Selected passage:
** START **
We seemed to pass through New Jersey faster than my trip up in June, and soon the Manhattan skyline was visible on the horizon. Only a slight slowdown as we worked our way over the Portal Bridge and Secaucus Jct. Station, and we rolled through the Hudson tunnels at Normal speeds.




Of course, right outside of New Rochelle, we slow to a crawl, which more or less lasted all the way to New Haven. Again, this must be baked into the schedule, seeing as we gained time rather than fall further behind. This is a nice view out of the railfan window (one of the perks of Northeast Regional business class) somewhere on the Metro North New Haven Line.




Finally, we arrived at New London.For east bound trains (from New York), you just get off, walk through the parking lot to where the ferries board. The gangway in the foreground is for the Block Island ferry, the bow of which can be seen in the lower left front of the picture.




I wasn't the only passenger trying to catch a ferry, and the conductor was very helpful about directing us where to go when we got off the train. He also helped me get my roller bag down the steps at the low platform. (New London has a short high platform, partly for ADA compliance, and partly because one or 2 Acelas a day stop there.) As I walked towards the ferry dock, I could see that the 10 AM boat was still loading. I was accosted by the guy taking tickets from the cars driving up, and I showed him my e-ticket for the 10:30 departure and asked if I could change it for the 10:00 departure. This turned out to be no problem, as I was a foot passenger, and a new ticket was quickly printed for me at no extra charge. (Buying tickets in advance on the web saves several dollars in the fare, even if reservations aren't really needed for foot passengers.) So I then walked up the ramp at the direction of crew, boarded, and went up to the passenger decks.

Next, the ferry ride.


----------



## Bob Dylan (Aug 27, 2019)

People are always surprised how full the Night Owl Trains are on the NEC, especially between WAS and NYP and even on to BOS!!


----------



## railiner (Aug 27, 2019)

Busy enough to keep the cafe open all night...
Really need sleepers back on that train.


----------



## MARC Rider (Sep 8, 2019)
** END **
Problem 1:
According to the train trip report, why does New London station have a short high platform?
Problem 2:
In the train trip report, what departure time was printed on the writer's new ferry ticket?
Problem 3:
Write the next part of the forum thread about the train trip to New London, starting after the last line shown.
The data comes from a separate source and is unrelated to the train trip report.

Recorded information:
** START **
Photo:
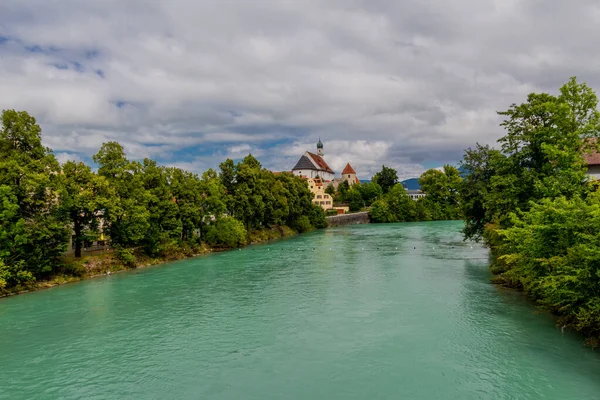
** END **
Expected output 1:
It serves partly for ADA compliance and partly because one or two Acela trains a day stop there.

Expected output 2:
The 10:00 departure.

Expected output 3:
There are three ferry services operating out of New London: A high-speed catamaran passenger ferry to Block Island; passenger and auto ferries to Fisher's Island (a little chunk of New York State a couple of miles off the Connecticut shore); and the Cross Sound service to Orient Point on Long Island, mostly combined auto-passenger boats, but they have one high-speed passenger cat, too. The Orient Point trip is a 16 mile ride, and it takes about an hour and 12 minutes. The interesting thing about the Cross Sound fleet is that every single one of the boats is a different design. You could ride it many times and never be on the same kind of boat.




This is the Block Island ferry.




The Cross Sound high speed ferry.
















This is the _Mary Ellen_, the boat I rode on, discharging cars and passengers at Orient Point. It's one of the larger boats in the fleet, and the deck layout is similar to the Port Jeff-Bridgeport boats, although the overall design is different. One main auto deck, two gallery auto decks, an indoor passenger deck with food service, and an open passenger deck on top.






The Block Island ferry on it's way out of New London Harbor.

More to come.


----------



## MARC Rider (Sep 8, 2019)

Looking north up the Thames River in New London, you can see the high bridge of I-95 and the new Amtrak lift bridge.



Here's the General Dynamics Electric Boat Company facility in Groton, just across the river from New London. No subs at the dock on the day I was traveling.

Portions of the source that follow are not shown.